CHALLENGE 1 → Copy out the records word for word, everything from the line containing "of the glass" down to the end of the records.

PASSAGE PROVIDED →
+ + + +
Wander through the wilderness on an immersive, guided adventure in one of Southern Africa's unique safari areas.
Whether it is your own neighborhood, a sandy beach, open fields, mountain pathways or the wild African bush, to truly experience an area, you should explore it on foot, Nothing heightens the senses more than hiking through an area with dangerous game. Every little sound is amplified, and not the smallest movement overlooked. The size of animals, especially the large ones, is put into perspective, as they appear much larger than they would from the distance of a vehicle. Beyond the wilderness, towards the coast, you will find few things more relaxing than walking along a sandy beach with the wind in your hair, your feet sinking into the sand alongside the rhythmic push-and-pull of the ocean with the beat of a tidal metronome.
Southern Africa is host to an astonishing amount of hiking trails, from day hikes to weekend routes, five-day hikes and longer trails for those that take their hiking seriously. There is also the opportunity to walk the same paths that our early ancestors traced, and to marvel at the signs that they left us in the form of rock art. The rock art exists in the form of paintings and engravings made by San Bushmen, offering a glimpse of what activities have taken place in a certain area for thousands of years.
The walking safari was pioneered by Norman Carr in 1950 when he was a ranger in the Luangwa River Valley. At the time, safaris were based around hunting, but Norman Carr started the more modern version of safaris where animals are only shot with a camera. As the Luangwa River Valley had particularly high concentrations of animals, there was no need to venture out in a vehicle to observe game. This is how he started conducting guided wildlife hikes.
Nowadays, there is hardly a Big Five reserve or park that doesn’t offer guided hikes, also referred to as ‘bush walks’ or ‘walking safaris’. There are hundreds of camps offering walking safaris in Southern Africa, with the highest concentration being in the Greater Kruger area. The most sought-after location for a walking safari is still at its birth place - South Luangwa National Park. During a walking safari, an experienced, armed guide leads the hike in search of wildlife. Before the adventure even begins, the guide will thoroughly brief all participants on animal behavior and explain how dangerous animal encounters should be handled. The golden rule? “Don’t run!” In theory, this sounds easy, but it is not always the case when you find yourself in the midst of a standoff with a five-ton elephant or a pride of lions. The primal adrenalin rush caused by a dangerous game sighting is second to none. It is the guide’s responsibility to prevent guests from giving in to the natural “fight-or-flight” instinct, and calmly handle to situation. The guide’s rifle is truly for ‘worst case’ scenarios, and is intended to scare the animals away rather than to injure them. As soon as the animal realizes that the people are not prey or a threat, it will typically return to ‘business as usual’.
+ + + +
RECORDS FOR THE EXERCISE →
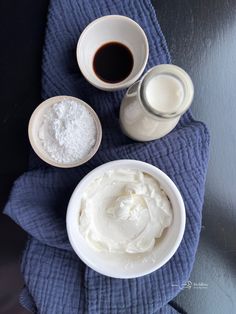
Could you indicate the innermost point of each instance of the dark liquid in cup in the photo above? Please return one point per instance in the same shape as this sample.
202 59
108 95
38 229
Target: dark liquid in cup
113 62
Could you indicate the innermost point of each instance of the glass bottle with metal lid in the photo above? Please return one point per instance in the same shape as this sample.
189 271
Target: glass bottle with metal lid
153 106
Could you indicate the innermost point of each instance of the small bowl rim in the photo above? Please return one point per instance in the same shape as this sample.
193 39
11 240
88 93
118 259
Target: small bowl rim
+ + + +
CHALLENGE 2 →
Answer these questions from the walking safari passage:
(a) Who pioneered the walking safari, and in what year?
(b) Where in Southern Africa is the highest concentration of camps offering walking safaris?
(c) What is the golden rule for participants?

REPLY 1 →
Could you indicate the innermost point of each instance of the glass bottle with metal lid in the photo above? Please return one point per instance in the same shape as this sample.
189 271
Target: glass bottle with metal lid
153 106
Could you indicate the innermost point of each instance of the small bowl rim in the photo above? Please return one point per instance in the same shape as this sample.
193 39
11 240
88 93
118 259
Target: small bowl rim

REPLY 2 →
(a) Norman Carr, in 1950.
(b) The Greater Kruger area.
(c) "Don't run!"